> _Aim_
Reproduce verbatim the lines of the records below, starting with the line containing "Point out the balcony" and going on through the last line of the records.

Items listed in a dataset:
::::

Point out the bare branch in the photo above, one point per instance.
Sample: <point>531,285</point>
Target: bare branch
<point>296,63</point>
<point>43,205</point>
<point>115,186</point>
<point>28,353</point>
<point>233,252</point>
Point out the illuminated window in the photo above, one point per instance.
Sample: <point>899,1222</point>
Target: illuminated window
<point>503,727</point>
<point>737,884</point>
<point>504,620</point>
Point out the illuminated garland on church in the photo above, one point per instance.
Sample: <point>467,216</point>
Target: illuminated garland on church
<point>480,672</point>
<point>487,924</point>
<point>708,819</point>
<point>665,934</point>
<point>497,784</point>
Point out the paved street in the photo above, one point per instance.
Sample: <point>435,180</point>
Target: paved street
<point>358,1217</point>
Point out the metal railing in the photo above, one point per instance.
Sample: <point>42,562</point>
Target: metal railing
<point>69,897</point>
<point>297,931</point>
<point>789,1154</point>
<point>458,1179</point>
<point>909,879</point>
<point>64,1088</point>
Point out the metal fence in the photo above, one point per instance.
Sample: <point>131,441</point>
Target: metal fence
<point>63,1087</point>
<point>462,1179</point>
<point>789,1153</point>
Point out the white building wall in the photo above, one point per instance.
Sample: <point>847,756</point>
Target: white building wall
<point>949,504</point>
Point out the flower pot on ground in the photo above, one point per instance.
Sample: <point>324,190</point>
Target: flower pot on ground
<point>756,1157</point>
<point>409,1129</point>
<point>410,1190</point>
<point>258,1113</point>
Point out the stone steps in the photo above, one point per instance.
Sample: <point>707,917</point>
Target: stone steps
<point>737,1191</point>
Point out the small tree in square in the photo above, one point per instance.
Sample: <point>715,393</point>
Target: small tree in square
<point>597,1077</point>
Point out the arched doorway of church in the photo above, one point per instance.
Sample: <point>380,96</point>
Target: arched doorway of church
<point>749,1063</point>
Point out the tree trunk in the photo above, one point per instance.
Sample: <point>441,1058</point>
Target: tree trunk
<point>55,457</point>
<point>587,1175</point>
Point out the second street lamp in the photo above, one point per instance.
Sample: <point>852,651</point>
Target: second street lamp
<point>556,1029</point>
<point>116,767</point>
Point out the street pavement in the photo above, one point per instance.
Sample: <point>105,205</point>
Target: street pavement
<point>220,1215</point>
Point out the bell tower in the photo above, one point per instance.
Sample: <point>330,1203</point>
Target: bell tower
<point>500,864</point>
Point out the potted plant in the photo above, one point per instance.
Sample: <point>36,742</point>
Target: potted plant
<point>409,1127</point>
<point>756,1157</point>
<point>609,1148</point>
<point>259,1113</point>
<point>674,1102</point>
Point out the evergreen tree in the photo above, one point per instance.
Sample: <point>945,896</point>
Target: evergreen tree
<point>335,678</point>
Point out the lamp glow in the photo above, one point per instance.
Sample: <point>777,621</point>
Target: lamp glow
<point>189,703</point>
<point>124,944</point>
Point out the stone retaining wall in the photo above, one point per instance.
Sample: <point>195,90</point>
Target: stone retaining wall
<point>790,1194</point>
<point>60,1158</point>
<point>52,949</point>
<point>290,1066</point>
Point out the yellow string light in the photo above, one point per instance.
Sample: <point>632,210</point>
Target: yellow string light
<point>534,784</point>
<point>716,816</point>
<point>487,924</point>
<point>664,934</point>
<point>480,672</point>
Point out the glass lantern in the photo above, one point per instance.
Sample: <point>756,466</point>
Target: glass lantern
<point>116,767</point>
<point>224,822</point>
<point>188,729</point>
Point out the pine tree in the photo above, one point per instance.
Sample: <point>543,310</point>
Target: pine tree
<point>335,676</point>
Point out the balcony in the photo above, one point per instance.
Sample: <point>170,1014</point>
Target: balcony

::::

> _Worked answer_
Point out the balcony in the photo above, one point per instance.
Sample: <point>170,1014</point>
Target: balcony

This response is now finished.